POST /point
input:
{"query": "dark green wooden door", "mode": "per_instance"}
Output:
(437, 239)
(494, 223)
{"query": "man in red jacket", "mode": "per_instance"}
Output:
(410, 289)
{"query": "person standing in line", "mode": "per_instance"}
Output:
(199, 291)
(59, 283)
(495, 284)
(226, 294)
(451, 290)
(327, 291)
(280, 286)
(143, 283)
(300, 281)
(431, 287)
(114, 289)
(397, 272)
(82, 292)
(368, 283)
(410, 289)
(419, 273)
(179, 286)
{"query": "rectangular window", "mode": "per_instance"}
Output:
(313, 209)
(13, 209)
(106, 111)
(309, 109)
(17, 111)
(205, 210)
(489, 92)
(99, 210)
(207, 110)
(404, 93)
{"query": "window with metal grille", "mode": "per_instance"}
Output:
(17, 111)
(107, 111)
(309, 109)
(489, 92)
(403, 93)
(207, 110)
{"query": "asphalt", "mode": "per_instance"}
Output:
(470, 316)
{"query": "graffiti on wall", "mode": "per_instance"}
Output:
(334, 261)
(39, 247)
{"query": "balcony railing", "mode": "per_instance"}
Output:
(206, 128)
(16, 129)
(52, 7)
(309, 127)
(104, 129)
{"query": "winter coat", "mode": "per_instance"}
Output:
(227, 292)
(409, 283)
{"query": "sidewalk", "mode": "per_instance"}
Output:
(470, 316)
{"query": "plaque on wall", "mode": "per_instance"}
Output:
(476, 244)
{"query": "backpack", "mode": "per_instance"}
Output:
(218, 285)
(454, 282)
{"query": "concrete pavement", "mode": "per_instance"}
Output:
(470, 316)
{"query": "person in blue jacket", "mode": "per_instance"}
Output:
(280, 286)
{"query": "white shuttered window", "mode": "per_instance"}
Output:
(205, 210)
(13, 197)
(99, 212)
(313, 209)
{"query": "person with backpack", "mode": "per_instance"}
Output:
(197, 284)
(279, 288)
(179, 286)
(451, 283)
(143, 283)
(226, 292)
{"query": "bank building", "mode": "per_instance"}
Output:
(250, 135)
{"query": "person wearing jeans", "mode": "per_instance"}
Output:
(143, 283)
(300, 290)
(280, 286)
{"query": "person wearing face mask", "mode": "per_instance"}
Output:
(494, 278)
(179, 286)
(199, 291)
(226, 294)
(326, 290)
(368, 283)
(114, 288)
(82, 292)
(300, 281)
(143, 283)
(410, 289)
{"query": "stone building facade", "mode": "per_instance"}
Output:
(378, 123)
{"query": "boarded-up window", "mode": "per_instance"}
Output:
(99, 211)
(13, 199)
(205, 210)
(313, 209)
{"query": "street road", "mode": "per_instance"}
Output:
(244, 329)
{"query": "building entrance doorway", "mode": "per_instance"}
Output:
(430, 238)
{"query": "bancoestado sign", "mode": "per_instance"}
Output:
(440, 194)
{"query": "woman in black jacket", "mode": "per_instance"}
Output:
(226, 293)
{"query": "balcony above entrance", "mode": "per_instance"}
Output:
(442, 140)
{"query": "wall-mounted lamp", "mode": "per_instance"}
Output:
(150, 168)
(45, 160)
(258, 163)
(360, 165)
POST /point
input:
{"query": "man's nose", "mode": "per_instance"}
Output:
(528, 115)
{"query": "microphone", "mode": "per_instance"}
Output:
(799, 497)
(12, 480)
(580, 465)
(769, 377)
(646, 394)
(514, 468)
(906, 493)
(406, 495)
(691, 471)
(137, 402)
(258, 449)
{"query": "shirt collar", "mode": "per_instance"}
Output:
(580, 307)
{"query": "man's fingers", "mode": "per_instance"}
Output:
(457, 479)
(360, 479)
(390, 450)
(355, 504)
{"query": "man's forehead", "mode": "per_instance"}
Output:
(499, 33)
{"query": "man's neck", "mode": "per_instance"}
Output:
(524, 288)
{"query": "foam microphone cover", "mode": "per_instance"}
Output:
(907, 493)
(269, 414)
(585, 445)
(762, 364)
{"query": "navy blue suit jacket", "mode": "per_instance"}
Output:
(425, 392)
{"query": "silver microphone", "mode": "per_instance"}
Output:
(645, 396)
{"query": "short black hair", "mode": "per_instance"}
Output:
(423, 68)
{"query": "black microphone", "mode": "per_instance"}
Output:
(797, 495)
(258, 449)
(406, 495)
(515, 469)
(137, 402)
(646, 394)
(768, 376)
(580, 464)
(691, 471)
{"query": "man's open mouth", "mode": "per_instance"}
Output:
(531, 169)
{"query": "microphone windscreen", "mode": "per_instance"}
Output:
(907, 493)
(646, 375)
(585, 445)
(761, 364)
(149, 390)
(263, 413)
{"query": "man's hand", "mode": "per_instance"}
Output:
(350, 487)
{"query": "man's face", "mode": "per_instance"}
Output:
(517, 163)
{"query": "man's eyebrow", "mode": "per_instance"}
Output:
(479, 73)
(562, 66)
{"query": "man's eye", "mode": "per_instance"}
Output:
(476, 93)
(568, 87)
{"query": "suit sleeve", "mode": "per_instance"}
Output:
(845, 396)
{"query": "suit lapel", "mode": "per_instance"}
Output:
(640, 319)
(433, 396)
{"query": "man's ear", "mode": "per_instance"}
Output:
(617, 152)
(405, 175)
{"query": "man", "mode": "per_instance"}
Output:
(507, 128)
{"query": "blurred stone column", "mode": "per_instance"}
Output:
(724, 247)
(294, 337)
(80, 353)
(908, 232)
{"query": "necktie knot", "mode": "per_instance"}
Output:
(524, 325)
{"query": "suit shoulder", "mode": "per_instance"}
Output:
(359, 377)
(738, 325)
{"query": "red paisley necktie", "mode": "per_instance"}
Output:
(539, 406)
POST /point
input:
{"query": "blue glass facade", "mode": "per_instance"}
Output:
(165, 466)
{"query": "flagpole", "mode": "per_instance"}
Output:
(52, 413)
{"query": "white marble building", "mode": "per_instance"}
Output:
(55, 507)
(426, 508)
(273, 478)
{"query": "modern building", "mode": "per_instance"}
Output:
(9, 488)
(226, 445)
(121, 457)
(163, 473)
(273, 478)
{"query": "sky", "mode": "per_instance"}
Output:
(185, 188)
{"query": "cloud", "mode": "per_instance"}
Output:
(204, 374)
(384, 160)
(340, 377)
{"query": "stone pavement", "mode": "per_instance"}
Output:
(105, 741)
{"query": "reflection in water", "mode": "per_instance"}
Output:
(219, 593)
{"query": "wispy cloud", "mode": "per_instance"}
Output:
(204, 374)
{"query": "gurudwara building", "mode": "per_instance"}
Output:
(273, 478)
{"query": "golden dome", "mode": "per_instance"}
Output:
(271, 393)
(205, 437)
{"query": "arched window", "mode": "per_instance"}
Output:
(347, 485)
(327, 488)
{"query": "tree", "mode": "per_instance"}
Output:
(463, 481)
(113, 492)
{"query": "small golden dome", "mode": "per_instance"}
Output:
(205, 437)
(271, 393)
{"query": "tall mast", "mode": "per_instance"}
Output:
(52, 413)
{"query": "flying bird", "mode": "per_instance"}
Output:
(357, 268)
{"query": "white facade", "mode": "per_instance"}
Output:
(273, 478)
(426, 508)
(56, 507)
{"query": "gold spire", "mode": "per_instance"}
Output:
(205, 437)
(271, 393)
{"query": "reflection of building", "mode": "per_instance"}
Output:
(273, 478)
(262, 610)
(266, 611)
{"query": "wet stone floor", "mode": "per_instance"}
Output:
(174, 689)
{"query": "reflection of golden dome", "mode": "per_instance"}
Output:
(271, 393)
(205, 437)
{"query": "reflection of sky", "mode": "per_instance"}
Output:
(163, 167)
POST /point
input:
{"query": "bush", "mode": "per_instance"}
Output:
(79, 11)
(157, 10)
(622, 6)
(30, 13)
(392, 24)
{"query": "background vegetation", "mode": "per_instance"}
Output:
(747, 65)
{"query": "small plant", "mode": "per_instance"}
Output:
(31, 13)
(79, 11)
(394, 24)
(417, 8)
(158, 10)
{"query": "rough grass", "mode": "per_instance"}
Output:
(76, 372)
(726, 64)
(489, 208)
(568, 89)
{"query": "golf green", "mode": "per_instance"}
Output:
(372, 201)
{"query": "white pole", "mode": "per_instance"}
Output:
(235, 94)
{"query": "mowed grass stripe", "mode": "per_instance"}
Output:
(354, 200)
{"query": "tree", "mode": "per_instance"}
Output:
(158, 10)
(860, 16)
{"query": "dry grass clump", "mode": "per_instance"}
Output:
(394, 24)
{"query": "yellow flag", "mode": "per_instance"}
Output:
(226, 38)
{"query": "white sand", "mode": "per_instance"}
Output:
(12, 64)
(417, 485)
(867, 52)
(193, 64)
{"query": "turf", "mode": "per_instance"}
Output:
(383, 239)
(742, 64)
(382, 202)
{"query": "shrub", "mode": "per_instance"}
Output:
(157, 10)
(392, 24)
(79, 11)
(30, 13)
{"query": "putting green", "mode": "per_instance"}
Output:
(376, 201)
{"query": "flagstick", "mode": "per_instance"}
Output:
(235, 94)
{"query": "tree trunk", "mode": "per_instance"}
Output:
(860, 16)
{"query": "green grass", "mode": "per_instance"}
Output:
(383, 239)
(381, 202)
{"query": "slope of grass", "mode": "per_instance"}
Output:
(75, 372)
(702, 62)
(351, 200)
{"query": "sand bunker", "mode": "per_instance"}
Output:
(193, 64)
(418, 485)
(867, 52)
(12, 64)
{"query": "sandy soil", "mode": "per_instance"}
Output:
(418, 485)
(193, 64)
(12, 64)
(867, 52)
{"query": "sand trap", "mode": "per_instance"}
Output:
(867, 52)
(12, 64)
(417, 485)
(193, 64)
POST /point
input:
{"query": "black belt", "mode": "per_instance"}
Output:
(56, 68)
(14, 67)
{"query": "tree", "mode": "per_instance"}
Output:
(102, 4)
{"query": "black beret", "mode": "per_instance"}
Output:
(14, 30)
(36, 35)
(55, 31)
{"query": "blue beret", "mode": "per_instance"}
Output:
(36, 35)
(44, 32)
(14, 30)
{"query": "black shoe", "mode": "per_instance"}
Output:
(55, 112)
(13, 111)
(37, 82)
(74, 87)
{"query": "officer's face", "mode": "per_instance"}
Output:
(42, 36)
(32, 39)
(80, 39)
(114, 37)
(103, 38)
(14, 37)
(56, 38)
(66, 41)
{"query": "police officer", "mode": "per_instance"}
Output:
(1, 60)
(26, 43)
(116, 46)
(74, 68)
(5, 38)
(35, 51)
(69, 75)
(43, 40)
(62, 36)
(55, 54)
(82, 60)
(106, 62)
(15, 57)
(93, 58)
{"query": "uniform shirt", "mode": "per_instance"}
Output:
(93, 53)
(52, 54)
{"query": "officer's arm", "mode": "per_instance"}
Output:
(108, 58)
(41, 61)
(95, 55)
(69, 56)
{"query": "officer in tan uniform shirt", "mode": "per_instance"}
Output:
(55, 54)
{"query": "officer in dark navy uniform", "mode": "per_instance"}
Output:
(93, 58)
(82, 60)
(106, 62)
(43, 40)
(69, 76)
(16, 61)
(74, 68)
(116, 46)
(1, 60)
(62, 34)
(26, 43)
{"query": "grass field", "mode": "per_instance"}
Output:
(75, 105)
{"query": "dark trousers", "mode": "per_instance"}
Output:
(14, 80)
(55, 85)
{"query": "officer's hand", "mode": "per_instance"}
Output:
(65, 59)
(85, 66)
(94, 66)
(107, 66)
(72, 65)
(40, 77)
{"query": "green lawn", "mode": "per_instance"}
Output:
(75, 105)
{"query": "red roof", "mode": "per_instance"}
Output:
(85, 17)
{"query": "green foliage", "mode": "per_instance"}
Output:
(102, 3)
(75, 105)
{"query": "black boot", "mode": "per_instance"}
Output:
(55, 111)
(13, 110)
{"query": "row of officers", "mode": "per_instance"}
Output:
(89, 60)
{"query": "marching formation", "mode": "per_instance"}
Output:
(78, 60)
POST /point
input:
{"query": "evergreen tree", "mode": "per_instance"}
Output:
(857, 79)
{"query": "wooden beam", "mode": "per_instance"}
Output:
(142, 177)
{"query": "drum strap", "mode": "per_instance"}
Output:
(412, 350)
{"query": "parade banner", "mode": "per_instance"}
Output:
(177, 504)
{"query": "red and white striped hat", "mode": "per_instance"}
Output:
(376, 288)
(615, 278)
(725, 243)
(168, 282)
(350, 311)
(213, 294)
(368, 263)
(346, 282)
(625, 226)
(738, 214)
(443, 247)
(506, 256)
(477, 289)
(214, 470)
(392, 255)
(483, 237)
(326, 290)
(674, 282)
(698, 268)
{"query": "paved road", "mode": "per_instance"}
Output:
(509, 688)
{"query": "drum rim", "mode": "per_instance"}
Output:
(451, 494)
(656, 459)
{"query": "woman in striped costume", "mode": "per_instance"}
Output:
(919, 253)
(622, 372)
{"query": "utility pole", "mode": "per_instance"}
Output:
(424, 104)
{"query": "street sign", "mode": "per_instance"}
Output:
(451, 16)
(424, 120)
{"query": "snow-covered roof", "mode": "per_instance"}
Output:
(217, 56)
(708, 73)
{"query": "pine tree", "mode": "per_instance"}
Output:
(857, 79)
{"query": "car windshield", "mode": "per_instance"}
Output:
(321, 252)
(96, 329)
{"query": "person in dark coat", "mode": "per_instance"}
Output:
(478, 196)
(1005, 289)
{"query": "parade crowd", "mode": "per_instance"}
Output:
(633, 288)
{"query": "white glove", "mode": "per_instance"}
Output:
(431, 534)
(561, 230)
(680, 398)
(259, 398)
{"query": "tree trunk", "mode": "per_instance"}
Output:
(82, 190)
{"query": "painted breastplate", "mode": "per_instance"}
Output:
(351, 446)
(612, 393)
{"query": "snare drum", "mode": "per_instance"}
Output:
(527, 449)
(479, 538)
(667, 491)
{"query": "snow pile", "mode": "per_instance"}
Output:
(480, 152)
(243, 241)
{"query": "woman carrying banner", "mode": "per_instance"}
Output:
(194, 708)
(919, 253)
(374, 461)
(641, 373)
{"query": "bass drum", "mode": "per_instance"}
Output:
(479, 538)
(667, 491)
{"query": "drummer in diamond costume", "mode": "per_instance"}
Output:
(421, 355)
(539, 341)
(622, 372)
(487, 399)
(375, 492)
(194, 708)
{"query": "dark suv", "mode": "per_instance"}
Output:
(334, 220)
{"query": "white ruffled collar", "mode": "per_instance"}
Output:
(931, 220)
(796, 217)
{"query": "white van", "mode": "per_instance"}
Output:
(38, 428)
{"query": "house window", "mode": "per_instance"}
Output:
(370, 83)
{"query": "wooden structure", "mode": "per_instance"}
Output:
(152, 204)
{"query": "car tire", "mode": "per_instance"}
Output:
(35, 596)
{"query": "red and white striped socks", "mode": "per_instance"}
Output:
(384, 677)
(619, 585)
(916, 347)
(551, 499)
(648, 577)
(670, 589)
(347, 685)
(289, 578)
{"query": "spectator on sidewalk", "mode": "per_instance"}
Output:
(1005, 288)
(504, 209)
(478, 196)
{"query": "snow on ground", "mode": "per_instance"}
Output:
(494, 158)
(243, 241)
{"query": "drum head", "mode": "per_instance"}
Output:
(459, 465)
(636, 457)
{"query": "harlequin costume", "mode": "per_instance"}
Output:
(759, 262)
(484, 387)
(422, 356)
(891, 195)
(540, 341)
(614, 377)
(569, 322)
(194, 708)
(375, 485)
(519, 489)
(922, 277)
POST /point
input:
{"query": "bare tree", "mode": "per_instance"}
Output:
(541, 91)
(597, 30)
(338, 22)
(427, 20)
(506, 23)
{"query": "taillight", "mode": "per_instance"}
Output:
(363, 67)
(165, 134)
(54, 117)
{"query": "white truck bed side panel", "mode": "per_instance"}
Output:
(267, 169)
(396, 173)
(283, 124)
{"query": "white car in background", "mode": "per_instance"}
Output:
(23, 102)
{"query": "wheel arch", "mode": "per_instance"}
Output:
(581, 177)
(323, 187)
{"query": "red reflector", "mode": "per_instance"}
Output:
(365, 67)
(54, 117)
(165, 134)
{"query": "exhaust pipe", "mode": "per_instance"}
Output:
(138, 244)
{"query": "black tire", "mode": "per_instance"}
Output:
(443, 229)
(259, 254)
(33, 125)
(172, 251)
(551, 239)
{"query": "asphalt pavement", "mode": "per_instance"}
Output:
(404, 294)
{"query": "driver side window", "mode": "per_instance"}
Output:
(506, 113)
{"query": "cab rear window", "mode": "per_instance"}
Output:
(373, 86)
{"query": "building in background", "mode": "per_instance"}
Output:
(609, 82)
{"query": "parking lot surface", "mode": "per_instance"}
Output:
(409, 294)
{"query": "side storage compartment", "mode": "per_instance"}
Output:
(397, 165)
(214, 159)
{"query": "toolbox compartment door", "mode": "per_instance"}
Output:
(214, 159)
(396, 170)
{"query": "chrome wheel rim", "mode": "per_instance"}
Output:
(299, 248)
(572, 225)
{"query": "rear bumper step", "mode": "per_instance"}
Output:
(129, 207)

········

__THE TASK__. Check each line above for the string "uniform", then copy the ones that have it.

__WRITTEN ANSWER__.
{"query": "uniform shirt", "mode": "per_instance"}
{"query": "officer in tan uniform shirt", "mode": "per_instance"}
{"query": "officer in dark navy uniform", "mode": "per_instance"}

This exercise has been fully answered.